* Exercise requirements
Please set down the line that contains "Expected: for every instance of the volcano, one" and every line below it through the last, exactly as written, with no other lines.
***** Study material
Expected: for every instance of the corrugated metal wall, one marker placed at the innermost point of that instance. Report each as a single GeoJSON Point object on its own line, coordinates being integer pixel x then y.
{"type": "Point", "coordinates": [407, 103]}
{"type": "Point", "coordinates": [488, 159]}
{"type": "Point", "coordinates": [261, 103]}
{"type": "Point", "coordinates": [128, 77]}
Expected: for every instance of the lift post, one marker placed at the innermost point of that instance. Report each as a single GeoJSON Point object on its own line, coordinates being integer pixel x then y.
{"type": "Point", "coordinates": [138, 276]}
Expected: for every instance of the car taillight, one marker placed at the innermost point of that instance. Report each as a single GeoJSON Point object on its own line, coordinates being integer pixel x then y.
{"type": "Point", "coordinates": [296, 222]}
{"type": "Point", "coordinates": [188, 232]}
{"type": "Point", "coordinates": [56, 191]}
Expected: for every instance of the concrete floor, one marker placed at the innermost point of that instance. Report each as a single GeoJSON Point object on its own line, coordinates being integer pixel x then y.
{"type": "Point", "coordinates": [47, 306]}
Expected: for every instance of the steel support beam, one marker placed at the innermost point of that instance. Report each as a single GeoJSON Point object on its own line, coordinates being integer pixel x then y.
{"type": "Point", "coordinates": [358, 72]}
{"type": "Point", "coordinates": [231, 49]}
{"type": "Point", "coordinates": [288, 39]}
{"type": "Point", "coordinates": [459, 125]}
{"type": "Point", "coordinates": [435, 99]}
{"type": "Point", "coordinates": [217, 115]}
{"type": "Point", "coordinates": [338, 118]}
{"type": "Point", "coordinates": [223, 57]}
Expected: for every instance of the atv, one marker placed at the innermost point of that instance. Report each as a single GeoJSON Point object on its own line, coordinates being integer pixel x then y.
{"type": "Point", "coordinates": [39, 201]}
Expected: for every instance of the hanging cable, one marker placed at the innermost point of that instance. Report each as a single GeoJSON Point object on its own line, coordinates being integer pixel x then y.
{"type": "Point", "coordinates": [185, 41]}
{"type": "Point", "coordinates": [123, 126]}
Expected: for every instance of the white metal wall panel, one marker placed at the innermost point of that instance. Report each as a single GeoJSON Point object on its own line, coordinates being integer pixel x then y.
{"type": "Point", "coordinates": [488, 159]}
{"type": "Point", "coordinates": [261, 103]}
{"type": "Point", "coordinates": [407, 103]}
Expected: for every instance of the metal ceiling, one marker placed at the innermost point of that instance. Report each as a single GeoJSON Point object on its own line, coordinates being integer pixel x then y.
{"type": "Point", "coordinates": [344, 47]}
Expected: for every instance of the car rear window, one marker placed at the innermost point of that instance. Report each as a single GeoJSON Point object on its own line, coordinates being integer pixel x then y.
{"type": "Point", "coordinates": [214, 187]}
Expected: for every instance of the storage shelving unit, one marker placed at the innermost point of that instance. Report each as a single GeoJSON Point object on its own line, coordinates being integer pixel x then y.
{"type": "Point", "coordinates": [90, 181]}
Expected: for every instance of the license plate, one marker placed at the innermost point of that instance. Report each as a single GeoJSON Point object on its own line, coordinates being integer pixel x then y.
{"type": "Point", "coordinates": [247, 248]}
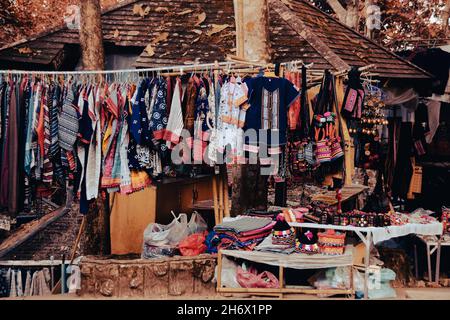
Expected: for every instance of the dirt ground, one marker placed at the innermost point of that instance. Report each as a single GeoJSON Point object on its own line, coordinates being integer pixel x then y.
{"type": "Point", "coordinates": [402, 294]}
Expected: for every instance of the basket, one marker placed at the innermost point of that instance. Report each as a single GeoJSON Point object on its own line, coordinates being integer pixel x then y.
{"type": "Point", "coordinates": [331, 242]}
{"type": "Point", "coordinates": [331, 238]}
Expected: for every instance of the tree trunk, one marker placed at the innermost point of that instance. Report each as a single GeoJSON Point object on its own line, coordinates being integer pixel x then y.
{"type": "Point", "coordinates": [91, 35]}
{"type": "Point", "coordinates": [252, 29]}
{"type": "Point", "coordinates": [96, 240]}
{"type": "Point", "coordinates": [349, 15]}
{"type": "Point", "coordinates": [252, 38]}
{"type": "Point", "coordinates": [445, 17]}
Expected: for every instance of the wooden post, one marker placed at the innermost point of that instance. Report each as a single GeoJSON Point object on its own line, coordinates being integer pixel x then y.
{"type": "Point", "coordinates": [221, 204]}
{"type": "Point", "coordinates": [216, 202]}
{"type": "Point", "coordinates": [91, 35]}
{"type": "Point", "coordinates": [97, 237]}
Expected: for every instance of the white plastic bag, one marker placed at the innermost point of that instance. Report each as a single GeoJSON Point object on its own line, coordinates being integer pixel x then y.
{"type": "Point", "coordinates": [197, 223]}
{"type": "Point", "coordinates": [229, 274]}
{"type": "Point", "coordinates": [167, 235]}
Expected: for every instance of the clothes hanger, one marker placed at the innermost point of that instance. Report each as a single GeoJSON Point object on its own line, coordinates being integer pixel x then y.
{"type": "Point", "coordinates": [268, 73]}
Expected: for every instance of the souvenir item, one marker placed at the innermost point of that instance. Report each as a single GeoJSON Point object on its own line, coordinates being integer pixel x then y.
{"type": "Point", "coordinates": [307, 243]}
{"type": "Point", "coordinates": [282, 233]}
{"type": "Point", "coordinates": [331, 242]}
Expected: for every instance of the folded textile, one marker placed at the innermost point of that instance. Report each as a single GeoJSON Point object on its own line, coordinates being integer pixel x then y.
{"type": "Point", "coordinates": [243, 224]}
{"type": "Point", "coordinates": [267, 246]}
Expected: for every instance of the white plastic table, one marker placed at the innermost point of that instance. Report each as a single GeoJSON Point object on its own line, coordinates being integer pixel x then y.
{"type": "Point", "coordinates": [432, 247]}
{"type": "Point", "coordinates": [377, 234]}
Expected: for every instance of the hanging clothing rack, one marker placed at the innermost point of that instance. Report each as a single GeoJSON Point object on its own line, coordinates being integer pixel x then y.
{"type": "Point", "coordinates": [180, 68]}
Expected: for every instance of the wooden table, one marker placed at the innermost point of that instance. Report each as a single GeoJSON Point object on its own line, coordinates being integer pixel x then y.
{"type": "Point", "coordinates": [348, 192]}
{"type": "Point", "coordinates": [432, 247]}
{"type": "Point", "coordinates": [300, 261]}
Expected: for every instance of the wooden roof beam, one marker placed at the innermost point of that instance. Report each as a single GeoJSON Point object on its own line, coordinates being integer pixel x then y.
{"type": "Point", "coordinates": [306, 33]}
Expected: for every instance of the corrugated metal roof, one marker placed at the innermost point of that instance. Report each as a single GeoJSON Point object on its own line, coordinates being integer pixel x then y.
{"type": "Point", "coordinates": [311, 35]}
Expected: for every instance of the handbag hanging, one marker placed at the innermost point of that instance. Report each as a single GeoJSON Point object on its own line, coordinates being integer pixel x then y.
{"type": "Point", "coordinates": [323, 150]}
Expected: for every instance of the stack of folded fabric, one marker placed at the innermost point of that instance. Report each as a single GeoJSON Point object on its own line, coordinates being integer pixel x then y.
{"type": "Point", "coordinates": [283, 234]}
{"type": "Point", "coordinates": [307, 243]}
{"type": "Point", "coordinates": [243, 232]}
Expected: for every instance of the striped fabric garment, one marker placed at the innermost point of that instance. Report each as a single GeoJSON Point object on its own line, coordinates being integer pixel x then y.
{"type": "Point", "coordinates": [55, 152]}
{"type": "Point", "coordinates": [47, 175]}
{"type": "Point", "coordinates": [68, 122]}
{"type": "Point", "coordinates": [53, 114]}
{"type": "Point", "coordinates": [175, 122]}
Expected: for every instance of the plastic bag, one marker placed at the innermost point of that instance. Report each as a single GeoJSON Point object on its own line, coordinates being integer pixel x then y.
{"type": "Point", "coordinates": [228, 275]}
{"type": "Point", "coordinates": [197, 224]}
{"type": "Point", "coordinates": [251, 279]}
{"type": "Point", "coordinates": [193, 245]}
{"type": "Point", "coordinates": [167, 235]}
{"type": "Point", "coordinates": [149, 252]}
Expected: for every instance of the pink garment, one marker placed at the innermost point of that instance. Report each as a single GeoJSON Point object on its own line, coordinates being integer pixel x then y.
{"type": "Point", "coordinates": [434, 111]}
{"type": "Point", "coordinates": [269, 227]}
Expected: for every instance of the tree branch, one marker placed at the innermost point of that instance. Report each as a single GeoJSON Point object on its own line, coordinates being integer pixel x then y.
{"type": "Point", "coordinates": [338, 9]}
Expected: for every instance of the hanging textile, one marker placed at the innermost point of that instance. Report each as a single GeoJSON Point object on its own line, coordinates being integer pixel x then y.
{"type": "Point", "coordinates": [95, 136]}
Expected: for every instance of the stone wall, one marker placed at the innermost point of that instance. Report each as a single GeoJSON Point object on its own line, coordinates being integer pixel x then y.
{"type": "Point", "coordinates": [155, 278]}
{"type": "Point", "coordinates": [55, 240]}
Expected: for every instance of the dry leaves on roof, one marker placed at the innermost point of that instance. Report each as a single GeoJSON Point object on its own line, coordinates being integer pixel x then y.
{"type": "Point", "coordinates": [160, 37]}
{"type": "Point", "coordinates": [150, 50]}
{"type": "Point", "coordinates": [138, 9]}
{"type": "Point", "coordinates": [184, 12]}
{"type": "Point", "coordinates": [25, 50]}
{"type": "Point", "coordinates": [216, 28]}
{"type": "Point", "coordinates": [200, 18]}
{"type": "Point", "coordinates": [161, 9]}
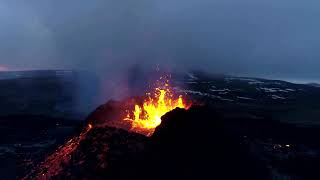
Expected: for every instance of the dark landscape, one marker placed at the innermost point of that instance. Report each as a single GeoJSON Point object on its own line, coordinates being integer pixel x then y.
{"type": "Point", "coordinates": [237, 128]}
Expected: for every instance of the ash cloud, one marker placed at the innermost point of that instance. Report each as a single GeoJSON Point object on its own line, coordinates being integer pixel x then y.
{"type": "Point", "coordinates": [275, 39]}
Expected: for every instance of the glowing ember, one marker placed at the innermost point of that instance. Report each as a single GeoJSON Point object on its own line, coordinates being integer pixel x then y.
{"type": "Point", "coordinates": [147, 116]}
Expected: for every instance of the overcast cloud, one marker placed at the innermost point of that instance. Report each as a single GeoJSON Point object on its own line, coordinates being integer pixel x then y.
{"type": "Point", "coordinates": [268, 38]}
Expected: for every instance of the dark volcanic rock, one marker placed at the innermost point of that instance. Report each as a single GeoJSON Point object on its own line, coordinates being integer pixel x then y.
{"type": "Point", "coordinates": [189, 144]}
{"type": "Point", "coordinates": [193, 144]}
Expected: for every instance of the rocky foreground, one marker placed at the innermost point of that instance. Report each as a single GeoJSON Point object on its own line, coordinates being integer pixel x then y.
{"type": "Point", "coordinates": [189, 144]}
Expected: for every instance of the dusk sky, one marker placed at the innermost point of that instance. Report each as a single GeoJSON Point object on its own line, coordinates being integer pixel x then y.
{"type": "Point", "coordinates": [265, 38]}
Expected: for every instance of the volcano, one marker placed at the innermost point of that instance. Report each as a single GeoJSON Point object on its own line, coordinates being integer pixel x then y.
{"type": "Point", "coordinates": [188, 144]}
{"type": "Point", "coordinates": [157, 136]}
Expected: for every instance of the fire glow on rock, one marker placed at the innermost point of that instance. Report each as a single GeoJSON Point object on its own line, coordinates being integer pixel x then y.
{"type": "Point", "coordinates": [147, 116]}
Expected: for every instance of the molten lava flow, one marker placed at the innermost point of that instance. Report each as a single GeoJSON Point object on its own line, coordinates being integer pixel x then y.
{"type": "Point", "coordinates": [147, 116]}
**********
* Result of this task
Expected: for every instance of the volcano, one marker placed at the innermost point of that instance. Report each as a single GeoJSON Point object on its own line, coordinates being integer pixel x then y.
{"type": "Point", "coordinates": [188, 144]}
{"type": "Point", "coordinates": [157, 136]}
Expected: for every instance of the fire glow on rock, one marker placed at the innermost point of that instance. Report each as a single GeoJSON Point object on its own line, coordinates being integer pixel x then y.
{"type": "Point", "coordinates": [147, 116]}
Expected: for every instance of the molten lava flow, one marker placed at the innermost point of that instance. Report each as a single GeoJSON Point object on its own line, coordinates being integer pixel x then y.
{"type": "Point", "coordinates": [147, 116]}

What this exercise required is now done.